YOUR OBJECTIVE.
Copy out every line of the records where the string "headlight" occurs.

INPUT MATERIAL.

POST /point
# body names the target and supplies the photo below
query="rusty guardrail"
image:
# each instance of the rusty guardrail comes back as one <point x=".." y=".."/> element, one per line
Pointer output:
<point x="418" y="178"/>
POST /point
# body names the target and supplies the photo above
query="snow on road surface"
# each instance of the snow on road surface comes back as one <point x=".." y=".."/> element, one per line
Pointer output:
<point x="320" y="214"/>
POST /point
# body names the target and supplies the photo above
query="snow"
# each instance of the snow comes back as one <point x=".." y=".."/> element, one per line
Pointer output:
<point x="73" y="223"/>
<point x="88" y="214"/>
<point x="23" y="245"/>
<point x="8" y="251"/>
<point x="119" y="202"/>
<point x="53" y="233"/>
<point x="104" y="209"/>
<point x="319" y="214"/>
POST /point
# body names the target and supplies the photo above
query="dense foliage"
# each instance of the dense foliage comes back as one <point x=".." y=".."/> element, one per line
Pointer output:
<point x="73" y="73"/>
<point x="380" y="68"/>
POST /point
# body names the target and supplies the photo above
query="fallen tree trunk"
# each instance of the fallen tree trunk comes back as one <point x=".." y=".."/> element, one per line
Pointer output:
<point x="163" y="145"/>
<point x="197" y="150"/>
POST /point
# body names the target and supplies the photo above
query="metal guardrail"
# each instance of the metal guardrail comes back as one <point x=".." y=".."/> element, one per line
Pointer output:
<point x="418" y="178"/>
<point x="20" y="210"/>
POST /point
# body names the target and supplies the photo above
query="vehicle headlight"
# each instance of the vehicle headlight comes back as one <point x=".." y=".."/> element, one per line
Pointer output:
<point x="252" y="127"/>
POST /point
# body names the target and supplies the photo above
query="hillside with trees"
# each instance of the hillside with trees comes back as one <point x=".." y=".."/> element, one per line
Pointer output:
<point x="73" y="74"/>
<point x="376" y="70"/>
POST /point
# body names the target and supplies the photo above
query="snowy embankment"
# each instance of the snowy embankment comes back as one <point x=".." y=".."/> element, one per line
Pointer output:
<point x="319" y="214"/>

REPLY.
query="vehicle headlight"
# each instance of the vehicle headlight comes back as one <point x=".." y=".."/> element, one per line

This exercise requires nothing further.